(Items listed in a dataset)
● ● ● ●

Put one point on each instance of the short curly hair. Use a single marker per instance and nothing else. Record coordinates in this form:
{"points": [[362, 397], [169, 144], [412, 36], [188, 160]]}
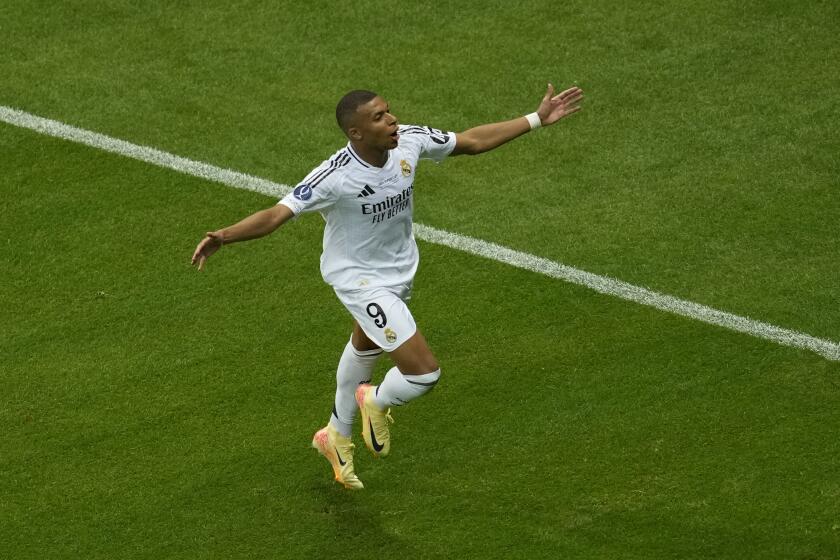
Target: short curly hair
{"points": [[348, 105]]}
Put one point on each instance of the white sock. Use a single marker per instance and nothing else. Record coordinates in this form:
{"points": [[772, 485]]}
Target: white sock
{"points": [[397, 389], [354, 368]]}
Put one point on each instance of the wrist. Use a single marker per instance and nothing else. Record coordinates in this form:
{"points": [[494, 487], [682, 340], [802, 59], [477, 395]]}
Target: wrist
{"points": [[534, 120]]}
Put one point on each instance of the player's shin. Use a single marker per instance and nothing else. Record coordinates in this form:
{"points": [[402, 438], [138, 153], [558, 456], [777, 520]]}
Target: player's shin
{"points": [[398, 389], [354, 368]]}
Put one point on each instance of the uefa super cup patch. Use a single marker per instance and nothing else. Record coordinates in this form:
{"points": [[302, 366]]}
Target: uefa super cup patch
{"points": [[303, 192]]}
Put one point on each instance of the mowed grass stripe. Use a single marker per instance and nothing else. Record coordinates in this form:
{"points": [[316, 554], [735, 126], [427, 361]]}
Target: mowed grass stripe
{"points": [[826, 348]]}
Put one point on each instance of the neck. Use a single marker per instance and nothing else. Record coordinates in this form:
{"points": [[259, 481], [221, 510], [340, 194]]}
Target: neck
{"points": [[373, 156]]}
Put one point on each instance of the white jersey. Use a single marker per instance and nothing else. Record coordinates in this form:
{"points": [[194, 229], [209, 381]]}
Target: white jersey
{"points": [[368, 239]]}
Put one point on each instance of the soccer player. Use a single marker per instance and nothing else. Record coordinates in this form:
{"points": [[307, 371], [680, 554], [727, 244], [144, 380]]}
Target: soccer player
{"points": [[365, 194]]}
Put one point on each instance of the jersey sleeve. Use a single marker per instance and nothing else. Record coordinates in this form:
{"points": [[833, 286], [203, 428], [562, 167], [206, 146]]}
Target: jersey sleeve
{"points": [[317, 191], [434, 144]]}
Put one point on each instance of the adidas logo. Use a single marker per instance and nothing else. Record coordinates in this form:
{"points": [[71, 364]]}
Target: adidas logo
{"points": [[367, 191]]}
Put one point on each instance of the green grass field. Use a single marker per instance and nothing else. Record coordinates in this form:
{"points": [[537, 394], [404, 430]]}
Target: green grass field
{"points": [[150, 411]]}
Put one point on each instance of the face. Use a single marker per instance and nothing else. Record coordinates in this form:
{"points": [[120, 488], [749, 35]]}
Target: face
{"points": [[375, 126]]}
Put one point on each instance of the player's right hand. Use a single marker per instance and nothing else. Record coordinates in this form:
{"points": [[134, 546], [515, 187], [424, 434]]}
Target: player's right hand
{"points": [[209, 245]]}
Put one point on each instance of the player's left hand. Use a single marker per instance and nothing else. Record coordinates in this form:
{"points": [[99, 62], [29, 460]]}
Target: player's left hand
{"points": [[555, 107]]}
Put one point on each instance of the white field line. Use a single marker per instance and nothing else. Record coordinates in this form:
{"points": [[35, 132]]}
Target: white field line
{"points": [[604, 285]]}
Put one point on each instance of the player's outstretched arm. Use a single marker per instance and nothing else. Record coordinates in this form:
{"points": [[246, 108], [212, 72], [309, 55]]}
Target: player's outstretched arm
{"points": [[489, 136], [256, 225]]}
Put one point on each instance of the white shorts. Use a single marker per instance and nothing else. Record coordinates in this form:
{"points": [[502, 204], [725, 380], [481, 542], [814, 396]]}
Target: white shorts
{"points": [[382, 313]]}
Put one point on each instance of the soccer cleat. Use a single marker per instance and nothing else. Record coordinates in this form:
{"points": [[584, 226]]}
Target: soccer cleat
{"points": [[375, 421], [338, 450]]}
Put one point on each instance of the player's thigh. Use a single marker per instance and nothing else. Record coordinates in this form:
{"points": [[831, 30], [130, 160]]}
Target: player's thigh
{"points": [[360, 340], [382, 316]]}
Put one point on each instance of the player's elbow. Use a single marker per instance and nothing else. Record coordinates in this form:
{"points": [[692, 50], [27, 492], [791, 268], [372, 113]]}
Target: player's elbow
{"points": [[469, 145]]}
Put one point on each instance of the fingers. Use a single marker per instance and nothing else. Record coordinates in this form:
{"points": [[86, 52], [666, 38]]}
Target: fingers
{"points": [[549, 92], [203, 250]]}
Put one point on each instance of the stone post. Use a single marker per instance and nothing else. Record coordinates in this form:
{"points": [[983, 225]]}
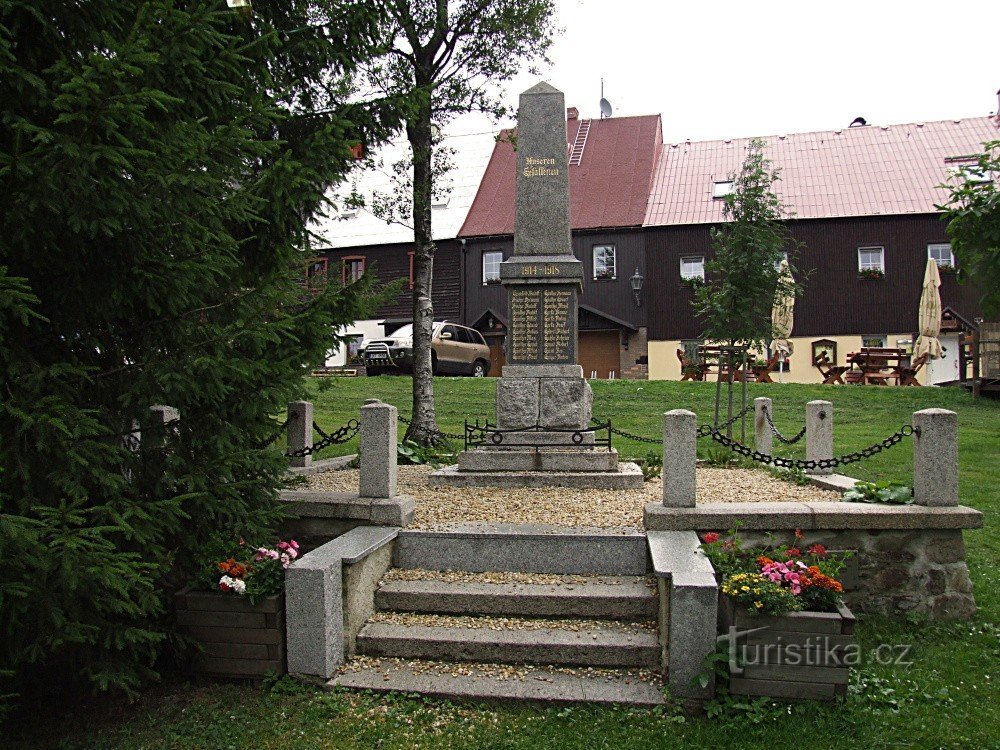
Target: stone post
{"points": [[763, 439], [299, 431], [378, 449], [935, 457], [819, 433], [680, 434]]}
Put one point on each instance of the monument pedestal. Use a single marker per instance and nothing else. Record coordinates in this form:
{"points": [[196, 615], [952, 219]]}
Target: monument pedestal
{"points": [[542, 435]]}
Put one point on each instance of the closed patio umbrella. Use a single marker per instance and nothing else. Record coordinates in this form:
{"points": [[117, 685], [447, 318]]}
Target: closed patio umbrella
{"points": [[929, 317], [782, 319]]}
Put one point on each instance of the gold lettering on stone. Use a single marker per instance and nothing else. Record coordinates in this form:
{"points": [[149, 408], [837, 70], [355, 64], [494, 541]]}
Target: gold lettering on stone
{"points": [[539, 167], [557, 327], [524, 304]]}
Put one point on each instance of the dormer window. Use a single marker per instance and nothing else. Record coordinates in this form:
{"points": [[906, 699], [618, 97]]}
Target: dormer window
{"points": [[722, 188]]}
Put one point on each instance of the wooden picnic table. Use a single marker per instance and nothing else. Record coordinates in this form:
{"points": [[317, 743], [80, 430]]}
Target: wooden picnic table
{"points": [[876, 366]]}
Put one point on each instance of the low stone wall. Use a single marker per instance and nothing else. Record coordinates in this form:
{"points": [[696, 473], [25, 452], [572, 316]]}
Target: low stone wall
{"points": [[910, 559]]}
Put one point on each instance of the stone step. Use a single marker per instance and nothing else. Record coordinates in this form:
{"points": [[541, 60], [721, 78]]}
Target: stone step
{"points": [[628, 476], [597, 645], [609, 598], [582, 459], [488, 683], [526, 548]]}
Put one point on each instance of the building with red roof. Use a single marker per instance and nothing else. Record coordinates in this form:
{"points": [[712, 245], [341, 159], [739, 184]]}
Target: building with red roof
{"points": [[611, 169], [858, 198]]}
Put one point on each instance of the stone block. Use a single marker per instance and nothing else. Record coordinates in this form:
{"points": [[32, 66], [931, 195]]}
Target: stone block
{"points": [[314, 600], [565, 403], [819, 433], [945, 547], [300, 421], [680, 455], [763, 437], [377, 451], [935, 457], [517, 403]]}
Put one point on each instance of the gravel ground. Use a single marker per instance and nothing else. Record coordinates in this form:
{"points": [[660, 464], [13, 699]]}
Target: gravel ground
{"points": [[519, 672], [441, 507], [484, 622], [545, 579]]}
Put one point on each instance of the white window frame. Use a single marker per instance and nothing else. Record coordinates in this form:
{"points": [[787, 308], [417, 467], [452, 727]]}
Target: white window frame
{"points": [[614, 262], [721, 188], [700, 260], [883, 340], [487, 254], [941, 246], [881, 258]]}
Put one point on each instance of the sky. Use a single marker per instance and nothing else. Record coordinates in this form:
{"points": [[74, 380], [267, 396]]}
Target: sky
{"points": [[722, 69]]}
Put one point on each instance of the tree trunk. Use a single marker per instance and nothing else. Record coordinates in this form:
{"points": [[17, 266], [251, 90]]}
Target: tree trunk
{"points": [[423, 427]]}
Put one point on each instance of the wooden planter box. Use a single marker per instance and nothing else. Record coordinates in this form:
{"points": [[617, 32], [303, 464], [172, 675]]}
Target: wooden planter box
{"points": [[235, 638], [798, 656]]}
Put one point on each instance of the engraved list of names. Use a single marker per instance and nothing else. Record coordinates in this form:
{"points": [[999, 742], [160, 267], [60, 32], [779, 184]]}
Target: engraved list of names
{"points": [[542, 328]]}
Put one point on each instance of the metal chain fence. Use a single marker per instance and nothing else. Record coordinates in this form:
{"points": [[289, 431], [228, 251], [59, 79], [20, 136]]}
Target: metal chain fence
{"points": [[432, 433], [805, 464], [774, 430]]}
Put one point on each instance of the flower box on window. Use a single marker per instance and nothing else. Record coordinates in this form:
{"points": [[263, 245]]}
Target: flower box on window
{"points": [[794, 656], [234, 638]]}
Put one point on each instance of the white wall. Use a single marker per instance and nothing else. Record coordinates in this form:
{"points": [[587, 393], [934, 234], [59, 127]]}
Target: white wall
{"points": [[368, 328]]}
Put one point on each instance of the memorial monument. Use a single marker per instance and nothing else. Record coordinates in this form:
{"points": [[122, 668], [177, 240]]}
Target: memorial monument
{"points": [[543, 406]]}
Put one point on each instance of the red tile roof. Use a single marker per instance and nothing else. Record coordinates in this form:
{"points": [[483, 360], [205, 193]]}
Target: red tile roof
{"points": [[860, 171], [609, 188]]}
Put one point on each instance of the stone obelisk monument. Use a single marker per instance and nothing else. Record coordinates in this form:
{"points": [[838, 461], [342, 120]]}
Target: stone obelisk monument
{"points": [[542, 383], [544, 403]]}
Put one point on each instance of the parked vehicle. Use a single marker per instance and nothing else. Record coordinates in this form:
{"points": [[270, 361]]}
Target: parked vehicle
{"points": [[455, 350]]}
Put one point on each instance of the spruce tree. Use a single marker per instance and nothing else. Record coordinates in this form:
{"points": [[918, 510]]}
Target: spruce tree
{"points": [[159, 162]]}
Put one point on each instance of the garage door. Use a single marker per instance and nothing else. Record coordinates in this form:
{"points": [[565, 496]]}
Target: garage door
{"points": [[599, 352]]}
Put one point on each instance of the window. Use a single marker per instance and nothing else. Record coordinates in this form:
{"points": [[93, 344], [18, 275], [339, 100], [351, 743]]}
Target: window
{"points": [[316, 272], [942, 255], [354, 269], [354, 349], [874, 341], [722, 188], [604, 262], [491, 266], [870, 259], [693, 268]]}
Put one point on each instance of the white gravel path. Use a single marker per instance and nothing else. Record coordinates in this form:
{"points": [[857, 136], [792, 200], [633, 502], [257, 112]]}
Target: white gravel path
{"points": [[440, 507]]}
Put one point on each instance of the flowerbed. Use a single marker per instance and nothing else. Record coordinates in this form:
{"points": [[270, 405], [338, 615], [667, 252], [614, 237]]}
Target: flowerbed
{"points": [[790, 635], [235, 611]]}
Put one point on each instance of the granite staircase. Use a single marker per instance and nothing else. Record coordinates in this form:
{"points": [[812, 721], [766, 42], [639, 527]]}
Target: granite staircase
{"points": [[505, 636]]}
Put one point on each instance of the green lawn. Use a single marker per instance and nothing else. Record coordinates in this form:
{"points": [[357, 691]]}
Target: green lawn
{"points": [[946, 699]]}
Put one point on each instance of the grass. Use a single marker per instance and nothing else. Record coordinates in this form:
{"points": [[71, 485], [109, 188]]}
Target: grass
{"points": [[946, 698]]}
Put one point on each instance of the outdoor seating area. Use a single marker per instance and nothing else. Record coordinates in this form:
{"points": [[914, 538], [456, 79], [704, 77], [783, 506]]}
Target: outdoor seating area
{"points": [[711, 360], [874, 366]]}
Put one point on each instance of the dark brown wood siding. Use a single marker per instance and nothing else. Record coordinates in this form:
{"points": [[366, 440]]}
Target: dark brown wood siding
{"points": [[392, 262], [835, 301], [610, 297]]}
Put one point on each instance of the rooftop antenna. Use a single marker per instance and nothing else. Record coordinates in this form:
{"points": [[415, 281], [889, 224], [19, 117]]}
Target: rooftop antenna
{"points": [[605, 104]]}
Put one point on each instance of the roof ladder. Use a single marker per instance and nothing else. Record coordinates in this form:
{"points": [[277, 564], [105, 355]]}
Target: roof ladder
{"points": [[576, 155]]}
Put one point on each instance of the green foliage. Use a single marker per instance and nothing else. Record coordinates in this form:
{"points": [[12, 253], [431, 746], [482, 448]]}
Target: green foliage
{"points": [[651, 465], [443, 59], [435, 455], [879, 492], [973, 213], [159, 163], [742, 278]]}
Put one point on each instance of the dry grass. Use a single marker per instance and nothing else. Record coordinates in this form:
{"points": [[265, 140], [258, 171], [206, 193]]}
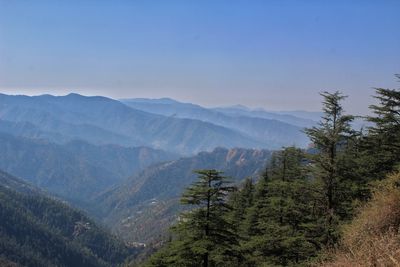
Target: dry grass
{"points": [[373, 237]]}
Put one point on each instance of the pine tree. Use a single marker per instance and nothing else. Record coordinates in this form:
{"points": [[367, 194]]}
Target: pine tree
{"points": [[204, 237], [284, 212], [382, 144], [330, 138]]}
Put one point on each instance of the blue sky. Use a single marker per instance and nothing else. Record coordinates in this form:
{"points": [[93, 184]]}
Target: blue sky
{"points": [[272, 54]]}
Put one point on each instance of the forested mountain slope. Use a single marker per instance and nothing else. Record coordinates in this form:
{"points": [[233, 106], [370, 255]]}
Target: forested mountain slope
{"points": [[36, 230], [76, 170], [147, 203], [276, 130]]}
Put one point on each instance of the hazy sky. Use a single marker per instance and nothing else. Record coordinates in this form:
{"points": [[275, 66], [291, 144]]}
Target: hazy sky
{"points": [[272, 54]]}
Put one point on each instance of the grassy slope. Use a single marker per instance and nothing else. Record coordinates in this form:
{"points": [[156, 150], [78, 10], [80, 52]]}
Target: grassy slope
{"points": [[373, 237]]}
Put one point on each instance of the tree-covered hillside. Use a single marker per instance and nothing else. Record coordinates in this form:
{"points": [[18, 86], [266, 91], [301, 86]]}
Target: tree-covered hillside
{"points": [[36, 230], [304, 209], [142, 207]]}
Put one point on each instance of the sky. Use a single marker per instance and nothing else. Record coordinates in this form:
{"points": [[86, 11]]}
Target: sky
{"points": [[274, 54]]}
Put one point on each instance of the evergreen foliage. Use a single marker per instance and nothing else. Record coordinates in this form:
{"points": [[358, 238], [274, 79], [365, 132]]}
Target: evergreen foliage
{"points": [[297, 208], [204, 237]]}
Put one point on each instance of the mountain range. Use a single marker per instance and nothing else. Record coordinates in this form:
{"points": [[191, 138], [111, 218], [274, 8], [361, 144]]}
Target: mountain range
{"points": [[101, 120], [127, 162], [145, 205], [75, 170]]}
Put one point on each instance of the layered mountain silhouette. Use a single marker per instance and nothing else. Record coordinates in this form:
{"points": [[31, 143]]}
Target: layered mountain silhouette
{"points": [[272, 129], [101, 120], [75, 170]]}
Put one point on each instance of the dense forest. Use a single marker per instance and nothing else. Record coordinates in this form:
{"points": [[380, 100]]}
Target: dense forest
{"points": [[309, 207], [36, 230]]}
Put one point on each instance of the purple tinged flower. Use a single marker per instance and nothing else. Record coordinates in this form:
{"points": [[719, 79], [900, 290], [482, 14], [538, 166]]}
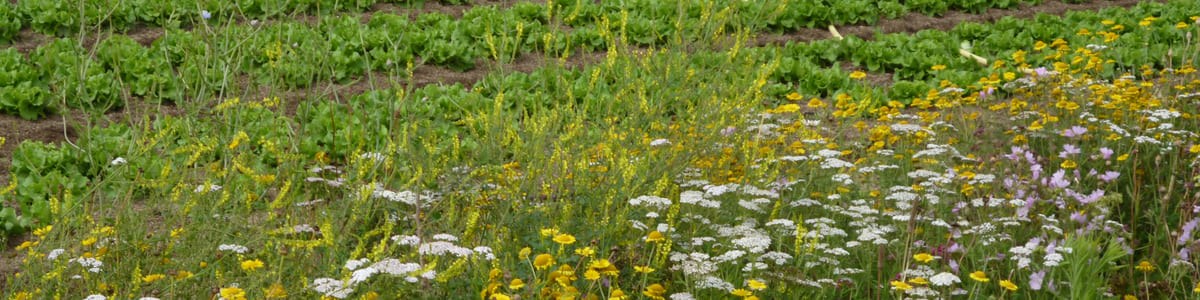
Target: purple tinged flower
{"points": [[985, 93], [1068, 150], [1036, 280], [1033, 243], [1059, 179], [1186, 235], [1105, 153], [1074, 131], [1015, 155], [1108, 177], [1090, 198], [729, 131], [1079, 216], [1042, 71]]}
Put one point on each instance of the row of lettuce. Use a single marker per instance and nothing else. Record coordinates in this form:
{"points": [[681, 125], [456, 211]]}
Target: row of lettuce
{"points": [[291, 55], [65, 18], [448, 113]]}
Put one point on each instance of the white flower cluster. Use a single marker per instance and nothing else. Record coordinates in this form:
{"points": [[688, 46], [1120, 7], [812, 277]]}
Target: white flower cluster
{"points": [[406, 197], [653, 202], [89, 263], [341, 289], [233, 247], [697, 198]]}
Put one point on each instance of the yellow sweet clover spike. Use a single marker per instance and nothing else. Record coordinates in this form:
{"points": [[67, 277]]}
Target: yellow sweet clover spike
{"points": [[833, 31]]}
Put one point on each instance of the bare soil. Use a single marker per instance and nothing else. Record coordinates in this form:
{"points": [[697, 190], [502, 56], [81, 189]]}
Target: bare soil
{"points": [[58, 129], [916, 22], [61, 127]]}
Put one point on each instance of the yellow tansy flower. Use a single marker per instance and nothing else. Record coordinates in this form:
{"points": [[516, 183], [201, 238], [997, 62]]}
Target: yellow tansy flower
{"points": [[251, 265], [1145, 267], [923, 257], [979, 276], [1008, 285], [564, 239], [543, 261]]}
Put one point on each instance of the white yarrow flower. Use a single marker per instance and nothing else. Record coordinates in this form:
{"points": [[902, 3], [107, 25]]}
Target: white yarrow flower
{"points": [[945, 279]]}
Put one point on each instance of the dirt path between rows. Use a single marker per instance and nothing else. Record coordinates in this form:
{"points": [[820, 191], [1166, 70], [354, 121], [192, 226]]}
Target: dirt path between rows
{"points": [[58, 129]]}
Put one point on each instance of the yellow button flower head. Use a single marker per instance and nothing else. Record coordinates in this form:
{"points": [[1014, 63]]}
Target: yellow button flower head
{"points": [[586, 252], [795, 96], [525, 253], [617, 294], [816, 103], [543, 262], [592, 275], [923, 257], [276, 292], [233, 293], [900, 286], [1145, 267], [742, 293], [979, 276], [251, 265], [654, 237], [1008, 285], [153, 277], [654, 292], [756, 285], [516, 283], [564, 239]]}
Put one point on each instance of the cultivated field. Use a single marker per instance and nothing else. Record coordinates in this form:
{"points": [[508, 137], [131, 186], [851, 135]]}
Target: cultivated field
{"points": [[633, 149]]}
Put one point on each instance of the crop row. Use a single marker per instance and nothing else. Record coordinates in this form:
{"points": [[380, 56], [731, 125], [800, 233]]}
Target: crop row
{"points": [[449, 113], [293, 54], [978, 54], [65, 18], [649, 19]]}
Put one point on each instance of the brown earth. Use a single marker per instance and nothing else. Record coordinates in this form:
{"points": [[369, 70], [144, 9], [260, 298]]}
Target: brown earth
{"points": [[63, 127], [58, 129], [916, 22]]}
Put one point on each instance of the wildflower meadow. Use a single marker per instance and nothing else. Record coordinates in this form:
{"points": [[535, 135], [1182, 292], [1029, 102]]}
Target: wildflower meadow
{"points": [[700, 149]]}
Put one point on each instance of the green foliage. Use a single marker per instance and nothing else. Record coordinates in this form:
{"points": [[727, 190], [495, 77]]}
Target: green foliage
{"points": [[144, 72], [10, 22], [81, 82], [22, 93], [42, 172]]}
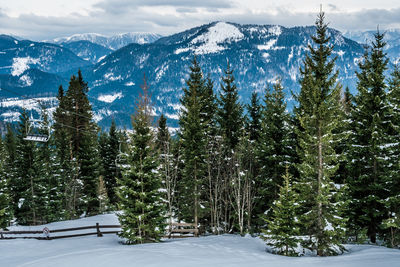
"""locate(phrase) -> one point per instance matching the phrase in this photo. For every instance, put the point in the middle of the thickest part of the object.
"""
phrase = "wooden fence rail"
(49, 236)
(175, 228)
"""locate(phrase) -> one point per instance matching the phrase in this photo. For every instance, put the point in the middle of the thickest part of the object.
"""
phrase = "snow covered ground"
(225, 250)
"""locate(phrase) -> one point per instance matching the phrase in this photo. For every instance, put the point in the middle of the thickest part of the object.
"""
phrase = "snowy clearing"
(225, 250)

● ● ● ●

▸ What the task asks:
Output must match the lines from the start of the records above through the line that contains "Put one point on each instance of the jersey", exactly and with every picture removed.

▸ Expected answer:
Put one point on each instance of the short curly hair. Use a single marker per instance and nothing else. Record coordinates in this form:
{"points": [[362, 397], [169, 144], [412, 36], [188, 160]]}
Target: short curly hair
{"points": [[348, 105]]}
Put one point on each instance of the white sock. Use a single marker per instance and nothing else. Record coordinates in this form:
{"points": [[772, 485]]}
Target: white sock
{"points": [[397, 389], [354, 368]]}
Put one point on each instance of the wrist. Use a single marker per instance and nothing else. Record coordinates in this form:
{"points": [[494, 487], [682, 340], [802, 59], [477, 395]]}
Target: wrist
{"points": [[534, 120]]}
Put one point on each instance of the player's shin. Use a single marker per instance and nothing else. Record coordinates in this form:
{"points": [[402, 438], [138, 153], [558, 456], [777, 520]]}
Target: player's shin
{"points": [[398, 389], [354, 368]]}
Put one point on each instance of the uefa super cup patch. Use a single marker per instance and nothing else. Record coordinates in this form:
{"points": [[302, 366]]}
Target: uefa super cup patch
{"points": [[303, 192]]}
Put one point on each instance of the mowed grass stripe. Use a single marker per instance and nothing else. Record coordinates in this form:
{"points": [[316, 554], [735, 126], [427, 361]]}
Target: mowed grass stripe
{"points": [[826, 348]]}
Put one point on each instance of the neck. Use a single marker per instance and nothing else. Record coordinates in this form:
{"points": [[259, 481], [221, 510], [340, 194]]}
Target: neck
{"points": [[373, 156]]}
Put one point on each instance of the white jersey. Use a single marker per instance and nothing else. Record coordinates in this form:
{"points": [[194, 229], [209, 381]]}
Target: white jersey
{"points": [[368, 239]]}
Put one point on each instance of the soccer player. Use a single marker per instance and nothing else. Record coordinates in this form:
{"points": [[307, 371], [680, 554], [727, 244], [144, 380]]}
Target: soccer player
{"points": [[365, 194]]}
Put one point on each instance of the jersey sleeve. Use a single marker per instance and nothing else. Record coordinates in this form:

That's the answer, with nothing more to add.